In some embodiments, the CDN 106 stores and provides media content (e.g., media content requested by the media application 222 of electronic device 102) to electronic device 102 via the network(s) 112. Content (also referred to herein as “media items,” “media content items,” and “content items”) is received, stored, and/or served by the CDN 106. In some embodiments, content includes audio (e.g., music, spoken word, podcasts, audiobooks, etc.), video (e.g., short-form videos, music videos, television shows, movies, clips, previews, etc.), text (e.g., articles, blog posts, emails, etc.), image data (e.g., image files, photographs, drawings, renderings, etc.), games (e.g., 2- or 3-dimensional graphics-based computer games, etc.), or any combination of content types (e.g., web pages that include any combination of the foregoing types of content or other content not explicitly listed). In some embodiments, content includes one or more audio media items (also referred to herein as “audio items,” “tracks,” and/or “audio tracks”).

In some embodiments, media content server 104 receives media requests (e.g., commands) from electronic devices 102. In some embodiments, media content server 104 includes a voice API, a connect API, and/or key service. In some embodiments, media content server 104 validates (e.g., using key service) electronic devices 102 by exchanging one or more keys (e.g., tokens) with electronic device(s) 102.

■ Extracted material ■

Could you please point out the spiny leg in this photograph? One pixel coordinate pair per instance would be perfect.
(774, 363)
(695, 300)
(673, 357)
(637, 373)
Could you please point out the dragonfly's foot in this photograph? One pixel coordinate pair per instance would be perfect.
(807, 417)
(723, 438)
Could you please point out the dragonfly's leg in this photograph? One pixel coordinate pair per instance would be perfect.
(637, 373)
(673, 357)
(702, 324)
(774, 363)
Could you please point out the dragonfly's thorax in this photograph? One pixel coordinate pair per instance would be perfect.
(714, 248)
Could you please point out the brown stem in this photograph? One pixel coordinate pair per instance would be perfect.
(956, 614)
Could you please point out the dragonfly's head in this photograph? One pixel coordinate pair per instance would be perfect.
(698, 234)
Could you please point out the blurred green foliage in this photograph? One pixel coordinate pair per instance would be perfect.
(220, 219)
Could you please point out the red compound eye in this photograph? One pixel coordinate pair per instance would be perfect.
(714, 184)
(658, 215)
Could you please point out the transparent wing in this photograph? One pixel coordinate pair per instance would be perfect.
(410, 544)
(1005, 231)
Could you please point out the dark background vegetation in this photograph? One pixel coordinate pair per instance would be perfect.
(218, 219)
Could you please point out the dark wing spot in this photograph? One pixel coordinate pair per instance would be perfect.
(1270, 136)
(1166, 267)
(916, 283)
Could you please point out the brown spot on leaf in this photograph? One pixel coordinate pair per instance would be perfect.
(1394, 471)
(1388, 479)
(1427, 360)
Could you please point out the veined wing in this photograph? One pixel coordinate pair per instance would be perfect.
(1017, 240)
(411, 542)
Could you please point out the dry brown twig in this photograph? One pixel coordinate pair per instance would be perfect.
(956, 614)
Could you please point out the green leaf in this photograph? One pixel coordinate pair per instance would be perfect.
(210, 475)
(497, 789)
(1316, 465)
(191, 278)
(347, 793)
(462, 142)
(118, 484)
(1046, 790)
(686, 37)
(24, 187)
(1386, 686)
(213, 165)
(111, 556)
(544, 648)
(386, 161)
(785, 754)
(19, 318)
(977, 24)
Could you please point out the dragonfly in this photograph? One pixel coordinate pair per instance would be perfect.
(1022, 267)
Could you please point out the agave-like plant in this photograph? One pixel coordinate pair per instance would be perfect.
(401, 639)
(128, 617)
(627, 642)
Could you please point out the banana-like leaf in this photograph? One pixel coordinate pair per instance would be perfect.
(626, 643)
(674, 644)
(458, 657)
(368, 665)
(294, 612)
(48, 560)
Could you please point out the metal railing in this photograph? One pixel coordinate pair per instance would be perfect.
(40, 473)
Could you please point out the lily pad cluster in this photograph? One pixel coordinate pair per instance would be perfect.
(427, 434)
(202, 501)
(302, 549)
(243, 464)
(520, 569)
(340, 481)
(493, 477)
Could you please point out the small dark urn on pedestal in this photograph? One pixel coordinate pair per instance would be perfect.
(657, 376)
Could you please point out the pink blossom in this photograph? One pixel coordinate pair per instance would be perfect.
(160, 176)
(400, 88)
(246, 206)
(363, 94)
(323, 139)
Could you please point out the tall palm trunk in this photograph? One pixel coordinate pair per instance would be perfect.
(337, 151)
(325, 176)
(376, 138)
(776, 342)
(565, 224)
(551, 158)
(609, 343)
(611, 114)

■ Exercises to complete ■
(a) In the media content delivery passage, name each component that media content server 104 may include.
(b) Extend the media content delivery passage, starting after its final sentence.
The entries are not needed for the following work.

■ Responses to the exercise ■
(a) voice API, connect API, key service

(b)
In some embodiments, media content server 104 and/or CDN 106 stores one or more playlists (e.g., information indicating a set of media content items). For example, a playlist is a set of media content items defined by a user and/or defined by an editor associated with a media-providing service. The description of the media content server 104 as a “server” is intended as a functional description of the devices, systems, processor cores, and/or other components that provide the functionality attributed to the media content server 104. It will be understood that the media content server 104 may be a single server computer, or may be multiple server computers. Moreover, the media content server 104 may be coupled to CDN 106 and/or other servers and/or server systems, or other devices, such as other client devices, databases, content delivery networks (e.g., peer-to-peer networks), network caches, and the like. In some embodiments, the media content server 104 is implemented by multiple computing devices working together to perform the actions of a server system (e.g., cloud computing).

FIG. 2 is a block diagram illustrating an electronic device 102 (e.g., electronic device 102-1 and/or electronic device 102-m, FIG. 1), in accordance with some embodiments. The electronic device 102 includes one or more central processing units (CPU(s), i.e., processors or cores) 202, one or more network (or other communications) interfaces 210, memory 212, and one or more communication buses 214 for interconnecting these components. The communication buses 214 optionally include circuitry (sometimes called a chipset) that interconnects and controls communications between system components.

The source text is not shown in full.